## Task list
**1)** In the model-comparison text, how many decibels of evidence favored M0 after the non-naive subject TEH was removed?
**2)** Extend the model-comparison text beyond its final sentence.

## Text
════════

The expected gain *EG*(*τ*) for each possible planned movement duration is shown as a solid line. MEG points are marked as circles and observed mean durations are marked as diamonds. The four panels A–D correspond to the four conditions in Figure 1A. Reward and penalty regions are coded as in Figure 1A.

The results of a Bayesian comparison of the performance of the four models (see Methods: Data Analysis and Model Comparison) favored the optimal model *M*_{0} over the sub-optimal models; yielding 11.5 dB in favor of *M*_{0}, but −60.5 dB, −11.5 dB and −41.4 dB of evidence for *M*_{1}, *M*_{2} and *M*_{3}, respectively. Models *M*_{4} and *M*_{5} are less constrained, resulting in evidence below −100 dB. Negative evidence is evidence against a model relative to the other possible models. In our previous work [26] we have used 3 dB evidence, corresponding to odds of nearly 2:1, as a minimal guideline for inferring an advantage for a model over its competitors. The 11.5 dB evidence for *M*_{0} is strong, corresponding to nearly 15:1 odds in favor of the optimal model over the set of alternatives.

To assess inter-subject variability, we recomputed the evidence values for 5 subgroups of subjects, with each subgroup consisting of all subjects but one. The change in evidence that occurred as we left each subject out is a measure of how much the conclusions we draw are based on one subject alone. While the evidence decreases somewhat when each subject is removed (and it should since we are basing our conclusion on fewer data), it always favored *M*_{0}, and always by at least 7.5 dB, consistent with the conclusions based on all subjects taken together. We note, in particular, that removing the non-naive subject who was an author (TEH) still resulted in evidence of 9 dB in favor of *M*_{0}.

In addition, we plotted, for all subjects and conditions, the mean observed movement duration as a function of the duration predicted by each of the four models (Figure 5 plots the deviations of the actual from the predicted movement times). In such a plot, consistency of the data with the model corresponds to the data falling along the identity line. We computed linear regressions of observed mean duration as a function of predicted mean duration for each of the four models. Only *M*_{0} had a best-fit slope and intercept whose confidence intervals contained those of the identity line (Table 1), corroborating the result of the Bayesian model comparison. We conclude that the evidence favoring *M*_{0} over any of the competing models is overwhelming, implying that subjects compensated for their increased uncertainty at longer durations and also for the 25 ms added uncertainty imposed experimentally.

Residual differences between mean movement duration and model predictions under the assumptions of each of the four models (*M*_{0}–*M*_{3}). Data from HT, as described in Figure 4, are plotted as diamonds.

To investigate how the suboptimal models fail, we present differences between observed average temporal endpoints and model predictions for each of the four models (Figure 5). For each of the sub-optimal models, we describe how the pattern would appear if data were fit with that model.

════════

## Provided material

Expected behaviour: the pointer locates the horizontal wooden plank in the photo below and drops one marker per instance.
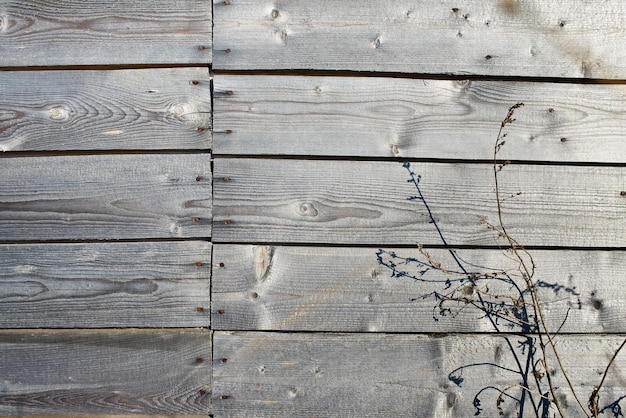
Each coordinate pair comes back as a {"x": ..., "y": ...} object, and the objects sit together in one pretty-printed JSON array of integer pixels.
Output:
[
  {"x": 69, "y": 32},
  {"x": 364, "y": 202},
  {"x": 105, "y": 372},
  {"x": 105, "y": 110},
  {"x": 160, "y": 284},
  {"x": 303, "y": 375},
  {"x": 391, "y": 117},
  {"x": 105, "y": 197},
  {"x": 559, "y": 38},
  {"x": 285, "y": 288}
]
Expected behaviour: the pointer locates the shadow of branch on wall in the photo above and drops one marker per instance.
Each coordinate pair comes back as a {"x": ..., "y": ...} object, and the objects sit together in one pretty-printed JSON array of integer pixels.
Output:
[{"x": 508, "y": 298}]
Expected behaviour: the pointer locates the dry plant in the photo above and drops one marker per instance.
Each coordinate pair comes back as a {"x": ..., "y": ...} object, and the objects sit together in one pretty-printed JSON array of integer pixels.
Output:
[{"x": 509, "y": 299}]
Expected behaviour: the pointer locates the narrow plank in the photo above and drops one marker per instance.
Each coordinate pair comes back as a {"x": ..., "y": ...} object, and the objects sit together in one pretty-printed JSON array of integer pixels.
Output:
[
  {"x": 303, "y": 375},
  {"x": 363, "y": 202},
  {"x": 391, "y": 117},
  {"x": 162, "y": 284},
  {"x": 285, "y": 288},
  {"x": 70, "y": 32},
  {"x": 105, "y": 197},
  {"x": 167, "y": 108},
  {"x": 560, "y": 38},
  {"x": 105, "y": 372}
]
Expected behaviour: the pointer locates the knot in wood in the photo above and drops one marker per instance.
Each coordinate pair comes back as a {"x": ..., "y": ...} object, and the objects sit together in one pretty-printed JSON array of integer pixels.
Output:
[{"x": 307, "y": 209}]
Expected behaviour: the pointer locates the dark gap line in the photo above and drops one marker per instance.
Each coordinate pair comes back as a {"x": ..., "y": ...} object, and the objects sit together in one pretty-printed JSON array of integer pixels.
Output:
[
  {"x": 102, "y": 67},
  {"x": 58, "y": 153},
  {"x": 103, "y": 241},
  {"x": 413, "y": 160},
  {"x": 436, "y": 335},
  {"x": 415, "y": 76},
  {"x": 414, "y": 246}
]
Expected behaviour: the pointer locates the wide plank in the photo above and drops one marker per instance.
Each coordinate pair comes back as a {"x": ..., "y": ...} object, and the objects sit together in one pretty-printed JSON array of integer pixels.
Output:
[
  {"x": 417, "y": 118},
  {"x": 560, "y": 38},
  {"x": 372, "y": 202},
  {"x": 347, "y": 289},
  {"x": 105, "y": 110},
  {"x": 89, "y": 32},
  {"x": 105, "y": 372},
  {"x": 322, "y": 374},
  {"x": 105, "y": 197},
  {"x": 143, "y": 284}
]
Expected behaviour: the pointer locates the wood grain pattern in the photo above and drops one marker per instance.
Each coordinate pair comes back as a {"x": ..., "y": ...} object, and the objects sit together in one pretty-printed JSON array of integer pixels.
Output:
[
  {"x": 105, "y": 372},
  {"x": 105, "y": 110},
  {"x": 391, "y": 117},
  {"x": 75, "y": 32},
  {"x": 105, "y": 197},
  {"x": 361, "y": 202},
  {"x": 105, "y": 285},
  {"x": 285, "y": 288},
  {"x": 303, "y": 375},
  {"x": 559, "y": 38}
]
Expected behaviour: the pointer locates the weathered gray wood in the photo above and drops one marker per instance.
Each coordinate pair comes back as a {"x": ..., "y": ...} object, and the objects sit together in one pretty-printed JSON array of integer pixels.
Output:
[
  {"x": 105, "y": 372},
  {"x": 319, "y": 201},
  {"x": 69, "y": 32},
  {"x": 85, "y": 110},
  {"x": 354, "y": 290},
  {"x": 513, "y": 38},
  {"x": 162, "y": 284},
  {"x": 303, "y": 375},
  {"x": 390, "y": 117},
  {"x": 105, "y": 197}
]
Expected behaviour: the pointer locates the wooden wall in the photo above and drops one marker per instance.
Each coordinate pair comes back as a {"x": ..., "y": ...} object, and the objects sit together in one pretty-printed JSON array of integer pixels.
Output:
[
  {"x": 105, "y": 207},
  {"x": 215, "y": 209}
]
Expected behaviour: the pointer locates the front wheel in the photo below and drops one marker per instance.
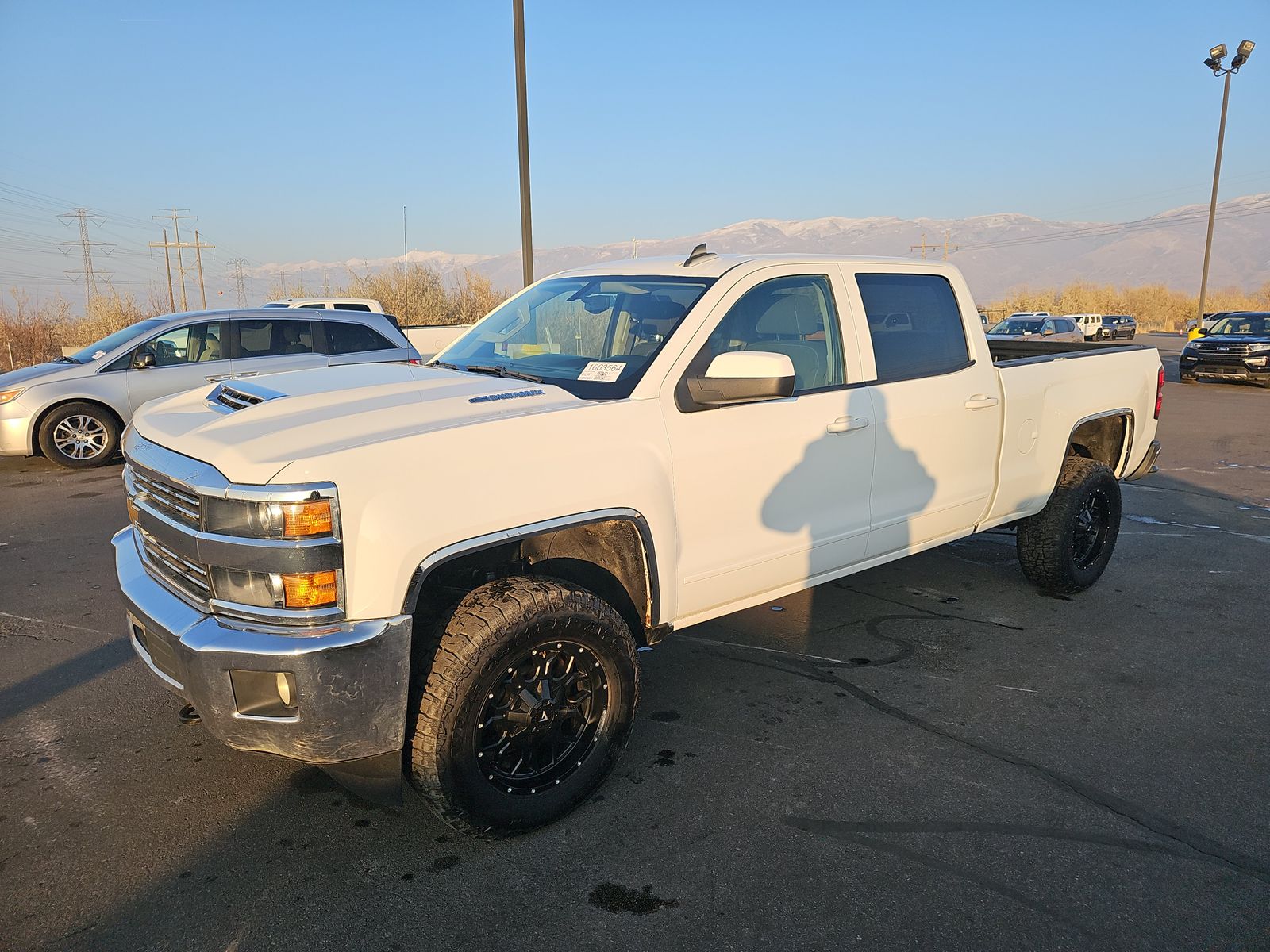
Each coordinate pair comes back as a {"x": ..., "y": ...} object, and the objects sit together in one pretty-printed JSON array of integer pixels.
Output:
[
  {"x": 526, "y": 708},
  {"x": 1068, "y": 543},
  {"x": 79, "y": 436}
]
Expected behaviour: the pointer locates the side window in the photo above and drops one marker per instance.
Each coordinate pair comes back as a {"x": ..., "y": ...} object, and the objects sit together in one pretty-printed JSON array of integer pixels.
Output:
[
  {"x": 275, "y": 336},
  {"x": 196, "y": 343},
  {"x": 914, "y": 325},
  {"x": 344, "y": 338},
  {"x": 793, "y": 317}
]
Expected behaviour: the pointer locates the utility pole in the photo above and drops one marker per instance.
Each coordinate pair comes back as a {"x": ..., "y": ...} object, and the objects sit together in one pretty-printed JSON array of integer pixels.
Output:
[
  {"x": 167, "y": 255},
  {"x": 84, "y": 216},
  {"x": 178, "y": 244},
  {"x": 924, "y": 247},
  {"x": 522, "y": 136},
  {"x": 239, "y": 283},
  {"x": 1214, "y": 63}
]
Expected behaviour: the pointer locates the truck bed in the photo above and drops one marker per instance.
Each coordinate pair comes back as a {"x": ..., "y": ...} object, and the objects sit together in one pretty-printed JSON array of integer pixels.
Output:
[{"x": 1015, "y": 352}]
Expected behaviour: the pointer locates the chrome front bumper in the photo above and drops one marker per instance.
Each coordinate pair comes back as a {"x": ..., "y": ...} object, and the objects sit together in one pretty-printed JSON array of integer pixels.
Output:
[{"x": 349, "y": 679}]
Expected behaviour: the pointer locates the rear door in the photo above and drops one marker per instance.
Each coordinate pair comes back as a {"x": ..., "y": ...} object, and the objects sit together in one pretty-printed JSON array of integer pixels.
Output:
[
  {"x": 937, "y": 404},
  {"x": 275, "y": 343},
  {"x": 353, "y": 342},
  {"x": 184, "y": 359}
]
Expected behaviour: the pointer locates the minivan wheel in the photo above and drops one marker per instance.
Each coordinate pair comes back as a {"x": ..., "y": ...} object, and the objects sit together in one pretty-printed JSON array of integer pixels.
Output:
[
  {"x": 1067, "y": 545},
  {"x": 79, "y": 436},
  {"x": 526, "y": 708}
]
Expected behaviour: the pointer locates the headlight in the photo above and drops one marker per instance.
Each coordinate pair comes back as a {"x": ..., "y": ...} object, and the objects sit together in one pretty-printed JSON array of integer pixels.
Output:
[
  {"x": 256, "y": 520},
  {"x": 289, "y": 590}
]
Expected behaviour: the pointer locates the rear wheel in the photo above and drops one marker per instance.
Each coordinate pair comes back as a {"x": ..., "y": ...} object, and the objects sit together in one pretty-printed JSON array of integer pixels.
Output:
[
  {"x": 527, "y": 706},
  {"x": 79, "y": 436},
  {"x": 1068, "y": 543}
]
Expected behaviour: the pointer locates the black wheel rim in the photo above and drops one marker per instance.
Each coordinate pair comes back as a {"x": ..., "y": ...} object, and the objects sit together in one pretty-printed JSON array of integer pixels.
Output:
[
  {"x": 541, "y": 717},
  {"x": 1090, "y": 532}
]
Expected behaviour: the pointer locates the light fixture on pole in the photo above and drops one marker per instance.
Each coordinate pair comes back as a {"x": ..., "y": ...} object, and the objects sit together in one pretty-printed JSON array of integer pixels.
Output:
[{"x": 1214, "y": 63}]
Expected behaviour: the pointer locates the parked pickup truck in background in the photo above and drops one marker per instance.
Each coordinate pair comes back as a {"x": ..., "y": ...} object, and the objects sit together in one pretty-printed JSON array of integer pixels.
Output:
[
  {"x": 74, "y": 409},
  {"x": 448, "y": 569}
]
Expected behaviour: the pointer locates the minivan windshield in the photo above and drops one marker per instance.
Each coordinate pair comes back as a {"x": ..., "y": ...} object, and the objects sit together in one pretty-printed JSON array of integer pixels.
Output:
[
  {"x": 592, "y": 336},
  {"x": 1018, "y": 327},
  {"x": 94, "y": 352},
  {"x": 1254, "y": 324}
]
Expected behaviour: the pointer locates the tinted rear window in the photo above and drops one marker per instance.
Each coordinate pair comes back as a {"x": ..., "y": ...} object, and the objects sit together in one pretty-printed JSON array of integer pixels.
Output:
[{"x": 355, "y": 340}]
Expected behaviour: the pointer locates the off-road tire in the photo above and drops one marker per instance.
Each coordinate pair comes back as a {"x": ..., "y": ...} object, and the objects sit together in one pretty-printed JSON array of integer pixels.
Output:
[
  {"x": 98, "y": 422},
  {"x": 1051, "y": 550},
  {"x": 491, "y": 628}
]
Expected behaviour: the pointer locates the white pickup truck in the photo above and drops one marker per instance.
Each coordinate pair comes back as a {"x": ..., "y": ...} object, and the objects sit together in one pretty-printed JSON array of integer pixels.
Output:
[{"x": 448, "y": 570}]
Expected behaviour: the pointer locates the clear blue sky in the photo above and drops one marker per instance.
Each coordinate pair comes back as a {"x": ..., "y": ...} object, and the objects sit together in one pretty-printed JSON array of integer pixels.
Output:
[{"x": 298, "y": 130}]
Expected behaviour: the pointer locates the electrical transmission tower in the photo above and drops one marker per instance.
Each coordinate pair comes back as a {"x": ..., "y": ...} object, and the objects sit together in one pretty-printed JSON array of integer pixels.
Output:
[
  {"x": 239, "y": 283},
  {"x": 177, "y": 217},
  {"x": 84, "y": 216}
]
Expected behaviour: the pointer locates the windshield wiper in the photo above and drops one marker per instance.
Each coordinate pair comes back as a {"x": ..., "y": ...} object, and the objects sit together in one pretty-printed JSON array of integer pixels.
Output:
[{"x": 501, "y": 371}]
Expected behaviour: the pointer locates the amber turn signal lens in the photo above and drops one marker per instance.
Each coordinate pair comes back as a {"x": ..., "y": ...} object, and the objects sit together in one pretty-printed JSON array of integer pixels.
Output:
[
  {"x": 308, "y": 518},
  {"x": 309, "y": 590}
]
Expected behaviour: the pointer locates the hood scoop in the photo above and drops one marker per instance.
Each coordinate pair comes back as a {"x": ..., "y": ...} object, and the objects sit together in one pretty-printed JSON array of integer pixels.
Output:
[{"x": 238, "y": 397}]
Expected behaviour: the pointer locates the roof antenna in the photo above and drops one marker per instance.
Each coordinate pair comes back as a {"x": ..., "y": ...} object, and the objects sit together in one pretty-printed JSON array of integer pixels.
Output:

════════

## Task-by-task outputs
**1)** 9 dB

**2)**
Model *M*_{1} compensates for increased temporal uncertainty with increased movement duration but fails to compensate for the *σ* = 25 ms temporal noise added experimentally. Subjects conforming to this model will have temporal aim points closer to the center of the target region than they should be since they are based on an erroneously small estimate of temporal uncertainty. That is, compared with the optimal model (*M*_{0}), model *M*_{1} predicts longer durations for predictions of durations shorter than the target duration (650 ms), and shorter durations for predictions longer than the target duration. Thus, we predict the left-hand cloud of residuals to move down and right and the right-hand cloud to move up and left, which is precisely what happened (upper-right panel, Figure 5).

Subjects employing model *M*_{2} (lower-left panel, Figure 5) would fail to take duration-dependent noise into account, but compensate for the *s* = 25 ms temporal noise added experimentally. Such subjects overestimate noise for short durations and underestimate it for long durations. Intuitively, the residuals should move up and left. This is true of most data points, but not all. The intuitive pattern is occasionally broken due to the complex, nonlinear calculation of expected gain (Figure 1B) and the switch from the veridical uncertainty function (*M*_{0}) to an incorrect, flat function (*M*_{2}). As expected, the predictions of *M*_{3} combine the shifts of the other two suboptimal models.

In summary, based on the comparison of the optimal and three suboptimal models, we conclude that subjects delayed or advanced their temporal endpoints in accordance with the calculated optimal times defined by *M*_{0}. The Bayesian model comparison employed is novel and correct for comparison of non-nested models (see Method: Data Analysis and Model Comparison). We also carried out a set of statistical tests based on linear regression of actual versus predicted times. The conclusions based on these regressions tests are identical to those just reported: we reject models *M*_{1}, *M*_{2} and *M*_{3} but not *M*_{0} (Table 1).

The gains earned by subjects potentially provide an additional dimension for testing the models. We have compared actual gains to expected gains predicted by each of the models. However, the gain functions are flat relative to the sampling variability of observed points earned, so that this analysis does not serve to differentiate the models.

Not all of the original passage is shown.